## [PROBLEM]
Could you copy all of the records below exactly as they appear?

## [SOURCE MATERIAL]

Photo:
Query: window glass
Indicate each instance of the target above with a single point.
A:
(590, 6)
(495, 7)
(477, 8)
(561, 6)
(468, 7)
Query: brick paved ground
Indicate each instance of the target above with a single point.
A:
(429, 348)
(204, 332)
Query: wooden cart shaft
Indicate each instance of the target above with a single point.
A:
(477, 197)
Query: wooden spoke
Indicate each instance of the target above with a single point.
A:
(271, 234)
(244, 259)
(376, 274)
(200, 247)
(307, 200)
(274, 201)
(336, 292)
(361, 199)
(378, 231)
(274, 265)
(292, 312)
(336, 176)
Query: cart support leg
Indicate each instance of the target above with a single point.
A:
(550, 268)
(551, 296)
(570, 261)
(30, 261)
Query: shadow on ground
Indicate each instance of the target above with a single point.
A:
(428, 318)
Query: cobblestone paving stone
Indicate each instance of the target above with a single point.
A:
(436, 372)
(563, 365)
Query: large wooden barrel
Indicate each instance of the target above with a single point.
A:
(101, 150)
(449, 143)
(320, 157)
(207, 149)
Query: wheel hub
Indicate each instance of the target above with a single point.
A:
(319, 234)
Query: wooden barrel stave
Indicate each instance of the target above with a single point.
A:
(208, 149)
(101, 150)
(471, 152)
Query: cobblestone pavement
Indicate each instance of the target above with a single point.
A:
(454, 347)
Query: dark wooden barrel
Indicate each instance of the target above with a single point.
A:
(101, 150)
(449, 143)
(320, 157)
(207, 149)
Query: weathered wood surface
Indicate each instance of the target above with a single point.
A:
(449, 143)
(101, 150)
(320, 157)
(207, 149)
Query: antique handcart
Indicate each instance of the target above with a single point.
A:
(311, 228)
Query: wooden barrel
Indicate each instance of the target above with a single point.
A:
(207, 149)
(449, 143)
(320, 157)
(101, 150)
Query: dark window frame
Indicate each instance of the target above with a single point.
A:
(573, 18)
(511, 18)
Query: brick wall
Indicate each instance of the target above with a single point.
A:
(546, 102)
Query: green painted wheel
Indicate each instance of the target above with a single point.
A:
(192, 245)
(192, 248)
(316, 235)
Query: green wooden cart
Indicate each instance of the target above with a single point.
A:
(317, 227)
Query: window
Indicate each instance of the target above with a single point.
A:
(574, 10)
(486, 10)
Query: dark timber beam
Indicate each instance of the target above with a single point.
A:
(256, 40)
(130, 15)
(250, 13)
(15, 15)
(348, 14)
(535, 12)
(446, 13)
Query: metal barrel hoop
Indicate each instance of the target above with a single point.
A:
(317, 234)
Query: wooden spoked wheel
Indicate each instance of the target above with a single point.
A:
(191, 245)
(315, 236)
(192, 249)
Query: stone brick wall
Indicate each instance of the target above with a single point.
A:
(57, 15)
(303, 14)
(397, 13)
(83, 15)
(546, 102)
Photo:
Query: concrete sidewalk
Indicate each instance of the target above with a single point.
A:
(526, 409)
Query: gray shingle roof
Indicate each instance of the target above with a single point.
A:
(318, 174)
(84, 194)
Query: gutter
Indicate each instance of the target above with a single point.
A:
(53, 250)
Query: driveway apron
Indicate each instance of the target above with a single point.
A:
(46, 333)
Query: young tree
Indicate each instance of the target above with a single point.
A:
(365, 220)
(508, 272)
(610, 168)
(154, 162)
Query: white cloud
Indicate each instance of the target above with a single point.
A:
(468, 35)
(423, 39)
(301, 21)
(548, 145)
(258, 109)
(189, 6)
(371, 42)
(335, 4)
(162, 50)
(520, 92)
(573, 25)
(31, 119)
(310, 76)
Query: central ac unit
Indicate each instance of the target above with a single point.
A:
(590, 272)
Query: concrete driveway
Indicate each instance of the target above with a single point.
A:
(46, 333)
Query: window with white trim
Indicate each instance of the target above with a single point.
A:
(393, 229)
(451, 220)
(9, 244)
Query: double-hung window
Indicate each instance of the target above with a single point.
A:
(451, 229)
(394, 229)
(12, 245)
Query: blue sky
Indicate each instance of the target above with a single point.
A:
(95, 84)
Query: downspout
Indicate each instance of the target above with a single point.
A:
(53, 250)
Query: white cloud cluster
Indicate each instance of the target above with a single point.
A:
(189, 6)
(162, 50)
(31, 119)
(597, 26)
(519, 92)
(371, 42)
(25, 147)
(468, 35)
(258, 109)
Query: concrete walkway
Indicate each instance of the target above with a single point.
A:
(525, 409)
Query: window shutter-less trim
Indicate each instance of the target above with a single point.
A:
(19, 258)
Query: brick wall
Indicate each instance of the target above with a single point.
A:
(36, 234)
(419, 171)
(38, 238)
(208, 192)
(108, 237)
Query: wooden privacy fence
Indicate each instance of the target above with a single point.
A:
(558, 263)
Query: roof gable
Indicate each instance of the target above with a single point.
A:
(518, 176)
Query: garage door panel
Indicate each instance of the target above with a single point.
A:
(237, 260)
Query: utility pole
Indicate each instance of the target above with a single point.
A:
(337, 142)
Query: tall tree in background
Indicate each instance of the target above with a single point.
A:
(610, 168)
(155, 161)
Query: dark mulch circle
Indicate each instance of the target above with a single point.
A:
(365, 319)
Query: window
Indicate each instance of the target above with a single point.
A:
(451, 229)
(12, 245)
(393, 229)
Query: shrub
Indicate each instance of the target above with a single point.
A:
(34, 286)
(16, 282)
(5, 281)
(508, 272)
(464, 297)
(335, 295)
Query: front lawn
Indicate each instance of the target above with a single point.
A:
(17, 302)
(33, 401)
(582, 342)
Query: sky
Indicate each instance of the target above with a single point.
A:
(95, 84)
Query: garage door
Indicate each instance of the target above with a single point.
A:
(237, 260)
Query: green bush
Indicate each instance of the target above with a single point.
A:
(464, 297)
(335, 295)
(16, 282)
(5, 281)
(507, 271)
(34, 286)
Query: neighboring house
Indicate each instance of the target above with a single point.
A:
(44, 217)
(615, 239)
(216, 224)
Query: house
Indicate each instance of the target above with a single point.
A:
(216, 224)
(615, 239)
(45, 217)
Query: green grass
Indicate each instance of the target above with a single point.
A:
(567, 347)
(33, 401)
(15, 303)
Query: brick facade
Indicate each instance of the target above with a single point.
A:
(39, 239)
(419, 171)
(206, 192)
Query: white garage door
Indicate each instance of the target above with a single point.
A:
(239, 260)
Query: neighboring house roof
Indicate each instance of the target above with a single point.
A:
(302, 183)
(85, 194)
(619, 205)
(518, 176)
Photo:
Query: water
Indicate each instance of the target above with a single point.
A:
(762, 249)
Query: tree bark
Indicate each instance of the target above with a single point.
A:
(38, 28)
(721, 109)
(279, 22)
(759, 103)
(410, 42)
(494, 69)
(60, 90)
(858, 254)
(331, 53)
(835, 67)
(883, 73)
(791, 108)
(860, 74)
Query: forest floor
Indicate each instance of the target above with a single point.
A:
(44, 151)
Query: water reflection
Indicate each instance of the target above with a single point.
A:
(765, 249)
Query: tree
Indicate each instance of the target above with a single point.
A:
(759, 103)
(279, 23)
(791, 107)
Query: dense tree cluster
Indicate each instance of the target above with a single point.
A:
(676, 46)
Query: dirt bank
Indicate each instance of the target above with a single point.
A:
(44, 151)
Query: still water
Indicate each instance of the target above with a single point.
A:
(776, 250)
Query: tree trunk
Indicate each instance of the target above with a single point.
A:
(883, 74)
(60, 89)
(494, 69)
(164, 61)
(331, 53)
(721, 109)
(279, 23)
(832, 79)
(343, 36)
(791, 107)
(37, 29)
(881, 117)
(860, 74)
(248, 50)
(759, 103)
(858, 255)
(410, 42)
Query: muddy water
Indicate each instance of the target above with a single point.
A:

## [ANSWER TO THIS EXERCISE]
Photo:
Query: window glass
Indicate each instance of the target above with a single point.
A:
(590, 6)
(495, 7)
(477, 8)
(561, 6)
(468, 7)
Query: brick paved ground
Indicate each instance of the target above with a single point.
A:
(429, 348)
(204, 332)
Query: wooden cart shaft
Indicate each instance of the target above with a single point.
A:
(477, 197)
Query: wooden spoke
Indicate each instance of the target above with a single point.
A:
(271, 234)
(244, 259)
(376, 274)
(200, 247)
(307, 200)
(274, 201)
(336, 292)
(361, 199)
(378, 231)
(274, 265)
(292, 312)
(336, 176)
Query: cart support leg
Indicate each instance of the target above with a single point.
A:
(550, 268)
(551, 296)
(570, 261)
(30, 261)
Query: shadow on ground
Indicate each instance of the target above with a single point.
A:
(428, 318)
Query: cobblestone paving stone
Indicate each instance of the target above with a single point.
A:
(436, 372)
(563, 365)
Query: large wooden barrel
Indicate each instance of the target above with a single point.
A:
(101, 150)
(449, 143)
(320, 157)
(207, 149)
Query: wheel hub
Indicate each instance of the target above with a single point.
A:
(319, 234)
Query: wooden barrel stave
Indicate each instance of the target above with a single point.
A:
(208, 149)
(101, 150)
(471, 152)
Query: cobblestone pavement
Indicate each instance of the target above with a single point.
A:
(454, 347)
Query: dark wooden barrel
Indicate each instance of the target above with a single point.
A:
(101, 150)
(449, 143)
(320, 157)
(207, 149)
Query: weathered wood surface
Indicate each instance of the target above with a single point.
A:
(449, 143)
(101, 150)
(320, 157)
(207, 149)
Query: antique handcart
Indicate each instance of the target above with a single point.
A:
(311, 228)
Query: wooden barrel
Indicate each instance of the target above with a single point.
A:
(207, 149)
(449, 143)
(320, 157)
(101, 150)
Query: dark window frame
Indicate each instance of the target above with a single point.
A:
(573, 18)
(511, 18)
Query: brick wall
Indicate each instance of the target above with a single point.
A:
(546, 102)
Query: green painted wheel
Indicate each instance of the target above with a single point.
A:
(192, 245)
(192, 248)
(316, 235)
Query: green wooden cart
Indicate each instance of the target above with a single point.
A:
(317, 227)
Query: window
Indicate each instance of the target above with a single point.
A:
(574, 10)
(486, 10)
Query: dark timber beam
Indicate each instance of the target above with a single point.
A:
(256, 40)
(130, 15)
(250, 13)
(15, 15)
(348, 14)
(535, 12)
(446, 13)
Query: metal barrel hoop
Indicate each instance of the target above with a single point.
A:
(317, 234)
Query: wooden spoked wheel
Indicate each instance of the target above with a single point.
A:
(191, 245)
(315, 236)
(192, 249)
Query: stone brick wall
Indicate each instance of the target above with a single point.
A:
(57, 15)
(303, 14)
(397, 13)
(83, 15)
(546, 102)
Photo:
Query: concrete sidewalk
Indicate each instance of the target above with a single point.
A:
(526, 409)
Query: gray shingle roof
Indicate each instance of the target above with a single point.
A:
(318, 174)
(84, 194)
Query: gutter
Indicate each instance of the target above with a single point.
A:
(53, 250)
Query: driveway apron
Indicate each instance of the target above with a single point.
A:
(46, 333)
Query: young tree
Indicate each instance of the target above with a single point.
A:
(365, 220)
(508, 272)
(610, 168)
(154, 162)
Query: white cloud
Indicate each instance of the target above with a single point.
A:
(468, 35)
(423, 39)
(301, 21)
(548, 145)
(258, 109)
(189, 6)
(371, 42)
(335, 4)
(162, 50)
(520, 92)
(573, 25)
(31, 119)
(310, 76)
Query: central ac unit
Indicate each instance of the target above with a single point.
A:
(590, 272)
Query: concrete driveway
Indicate each instance of the target above with a single point.
A:
(46, 333)
Query: window with white trim
Indicate each instance of the target above with a single point.
A:
(393, 229)
(451, 220)
(9, 244)
Query: double-hung window
Indicate each instance of the target above with a single point.
A:
(451, 229)
(394, 229)
(12, 245)
Query: blue sky
Indicate each instance of the target above with a single point.
A:
(95, 84)
Query: downspout
Indicate each instance of the target above with a single point.
A:
(53, 250)
Query: white cloud cluster
Indicate each instance of the target above with a single point.
A:
(189, 6)
(162, 50)
(31, 119)
(597, 26)
(519, 92)
(371, 42)
(25, 147)
(468, 35)
(258, 109)
Query: concrete walkway
Indicate each instance of the target above with a single point.
A:
(525, 409)
Query: window shutter-less trim
Indicate each instance of the target above with a single point.
A:
(19, 258)
Query: brick wall
Indicate each instance of the target above with a single point.
A:
(36, 234)
(419, 171)
(38, 238)
(208, 192)
(108, 237)
Query: wooden privacy fence
Indicate each instance of the target above with a single point.
A:
(558, 263)
Query: roof gable
Indicate each instance of the target above with a single point.
A:
(518, 176)
Query: garage door panel
Indicate each instance of the target above with a single point.
A:
(237, 260)
Query: utility pole
Indicate each instance of the target above with a single point.
A:
(337, 142)
Query: tall tree in background
Indicate each instance of the target above with a single point.
A:
(610, 168)
(155, 161)
Query: dark mulch circle
Indicate each instance of the target above with a single point.
A:
(365, 319)
Query: window
Indicate each instance of the target above with a single point.
A:
(451, 229)
(12, 245)
(393, 229)
Query: shrub
Indicate each instance of the target above with a single point.
A:
(34, 286)
(16, 282)
(5, 281)
(508, 272)
(464, 297)
(335, 295)
Query: front lawn
Indicate each instance of the target above with a single point.
A:
(17, 302)
(33, 401)
(582, 342)
Query: sky
Indicate each instance of the target above with a single point.
A:
(95, 84)
Query: garage door
Indicate each instance of the target above with a single point.
A:
(237, 260)
Query: green bush
Indicate each instance of the target above with a single point.
A:
(464, 297)
(335, 295)
(16, 282)
(5, 281)
(507, 271)
(34, 286)
Query: neighboring house
Indicate each instance of the target above with a single point.
A:
(44, 217)
(615, 239)
(216, 224)
Query: house
Indicate each instance of the target above with a single point.
A:
(216, 224)
(615, 239)
(45, 217)
Query: green grass
Indicate each instance of the target above with a single point.
A:
(567, 347)
(33, 401)
(15, 303)
Query: brick facade
Indicate each instance of the target above with a single point.
A:
(39, 239)
(419, 171)
(206, 192)
Query: white garage door
Indicate each instance of the target above with a single point.
A:
(239, 260)
Query: neighboring house roof
Indicate each instance of the target above with a single point.
A:
(302, 183)
(85, 194)
(619, 205)
(518, 176)
Photo:
Query: water
Indicate each instance of the target above with a single point.
A:
(762, 249)
Query: tree bark
Indicate each instance of the target above with a single point.
A:
(38, 28)
(721, 109)
(279, 22)
(759, 103)
(410, 42)
(494, 69)
(60, 90)
(858, 254)
(331, 53)
(835, 67)
(883, 73)
(791, 108)
(860, 74)
Query: forest floor
Indicate each instance of the target above with a single point.
A:
(44, 151)
Query: water reflection
Indicate each instance of the target above with a single point.
A:
(765, 249)
Query: tree
Indicate each instance of the target above with a single point.
A:
(759, 103)
(279, 23)
(791, 107)
Query: dense tree cluster
Indicate each instance of the target above with a single point.
A:
(676, 46)
Query: dirt bank
Indicate each instance of the target above with a single point.
A:
(44, 151)
Query: still water
Indicate each instance of the target above with a single point.
A:
(776, 250)
Query: tree trunk
Indicate each instance of the target above with a single point.
A:
(883, 74)
(60, 89)
(494, 69)
(164, 61)
(331, 53)
(721, 109)
(279, 23)
(832, 79)
(343, 36)
(791, 107)
(37, 29)
(881, 117)
(860, 74)
(248, 50)
(759, 103)
(858, 255)
(410, 42)
Query: muddy water
Indicate each instance of the target above with a single point.
A:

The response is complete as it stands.